**Activity**
In the research summary on the lateral septum, how does vasopressin enhance aggression?

**Excerpt to read**
━━━━━━
Top down regulation of motivated behaviors by lateral septal integration of cortico-hippocampal inputs

How does cognition regulate innate “low-level” behaviors? While the cognitive functions of the prefrontal cortex (PFC) and hippocampus have been extensively studied, we know much less about their ability to regulate the activity of the various hypothalamic nuclei controlling motivated behaviors (sociability, aggression, mating, feeding). Living in society nonetheless requires that our past experiences and decision-making exert some degree of control over our “basic” behaviors. The lateral septum (LS) -receiving inputs from PFC and hippocampus and projecting primarily to the hypothalamus- is ideally positioned to integrate cognitive information and, in turn, regulate motivated behaviors. Thus I characterized in mice a novel circuit by which hippocampal CA2 projections to LS result in disinhibition of an aggression-promoting nucleus of the hypothalamus. I also showed that vasopressin enhances aggression through presynaptic facilitation of CA2 inputs to LS. Using this study as a blueprint, I will determine the logic by which LS integrates and compute cognitive inputs to regulate other motivated behaviors. As motivated behaviors depend on internal states, I will also explore how modulatory inputs (vasopressin, dopamine, serotonin) from subcortical brain regions to LS can regulate its function. Finally, since hippocampus, PFC and LS are implicated in several psychiatric disorders associated with altered social behaviors (schizophrenia, autism or bipolar disorder), insights into how these regions regulate motivated behaviors are critical for understanding both basic neural mechanisms as well as how disease processes lead to altered social interactions. This project therefore also aims to unravel potential changes occurring in disorders associated with social behavioral deficits with the ultimate goal of providing new therapeutic targets for disease treatment. Thus my study may suggest new approaches to treat abnormal social cognition associated with psychiatric disorders.

We first investigated a neuromodulatory projection from the pre-frontal cortex (PFC) to the lateral septum. Corticotropin-releasing hormone (CRH)-expressing neurons from the infra-limbic area of the PFC are activated by social familiarity cues from the ventral hippocampus and release CRH in the lateral septum to disinhibit it and suppress social interaction with familiar mice. This participates in the social novelty preference exhibited in many adult rodents. Unlike adult rodents, young rodents display preference for their own siblings and mother over novel individuals. The work of Hepper (1983) and others have shown that this preference shifts during the post-natal period to allow adult rodents to display social novelty preference. Our study further demonstrates how the maturation of CRH expression during the first two post-natal weeks enables a developmental shift from a preference for littermates in juveniles to a preference for novel mice in adults.
━━━━━━
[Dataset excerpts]

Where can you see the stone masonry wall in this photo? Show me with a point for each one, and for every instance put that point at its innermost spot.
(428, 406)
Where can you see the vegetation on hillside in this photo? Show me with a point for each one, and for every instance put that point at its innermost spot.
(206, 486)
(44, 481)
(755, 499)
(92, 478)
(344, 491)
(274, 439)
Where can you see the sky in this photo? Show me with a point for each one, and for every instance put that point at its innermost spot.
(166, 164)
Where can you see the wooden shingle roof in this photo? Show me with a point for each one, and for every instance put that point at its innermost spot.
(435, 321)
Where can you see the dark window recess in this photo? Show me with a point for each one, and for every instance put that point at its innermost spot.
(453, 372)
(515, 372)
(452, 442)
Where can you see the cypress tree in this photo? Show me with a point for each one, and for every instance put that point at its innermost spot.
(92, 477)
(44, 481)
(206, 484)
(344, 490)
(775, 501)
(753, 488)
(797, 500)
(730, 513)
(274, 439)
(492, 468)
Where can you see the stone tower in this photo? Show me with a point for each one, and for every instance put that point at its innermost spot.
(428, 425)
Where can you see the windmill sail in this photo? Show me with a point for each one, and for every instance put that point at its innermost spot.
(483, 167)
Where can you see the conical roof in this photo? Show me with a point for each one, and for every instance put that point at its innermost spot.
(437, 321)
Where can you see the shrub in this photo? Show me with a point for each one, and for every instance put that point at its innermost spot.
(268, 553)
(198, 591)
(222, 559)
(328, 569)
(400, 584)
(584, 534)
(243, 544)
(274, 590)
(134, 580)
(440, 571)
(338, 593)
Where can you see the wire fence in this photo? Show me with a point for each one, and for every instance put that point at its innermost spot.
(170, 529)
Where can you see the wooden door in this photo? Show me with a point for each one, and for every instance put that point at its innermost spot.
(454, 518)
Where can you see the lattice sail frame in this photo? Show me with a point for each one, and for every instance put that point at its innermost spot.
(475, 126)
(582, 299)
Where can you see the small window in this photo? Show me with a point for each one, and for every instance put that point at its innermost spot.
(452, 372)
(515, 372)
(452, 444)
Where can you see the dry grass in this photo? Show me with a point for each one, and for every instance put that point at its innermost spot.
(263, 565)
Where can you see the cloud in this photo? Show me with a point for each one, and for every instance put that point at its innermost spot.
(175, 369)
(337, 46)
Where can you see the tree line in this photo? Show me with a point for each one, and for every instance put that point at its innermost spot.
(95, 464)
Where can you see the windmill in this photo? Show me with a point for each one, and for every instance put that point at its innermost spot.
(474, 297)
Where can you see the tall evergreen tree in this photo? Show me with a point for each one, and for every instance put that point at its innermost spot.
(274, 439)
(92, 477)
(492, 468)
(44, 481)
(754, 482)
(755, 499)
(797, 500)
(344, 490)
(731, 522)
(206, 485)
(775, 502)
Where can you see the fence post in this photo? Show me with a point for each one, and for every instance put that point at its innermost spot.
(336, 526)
━━━━━━
**Exercise result**
Through presynaptic facilitation of hippocampal CA2 inputs to the lateral septum.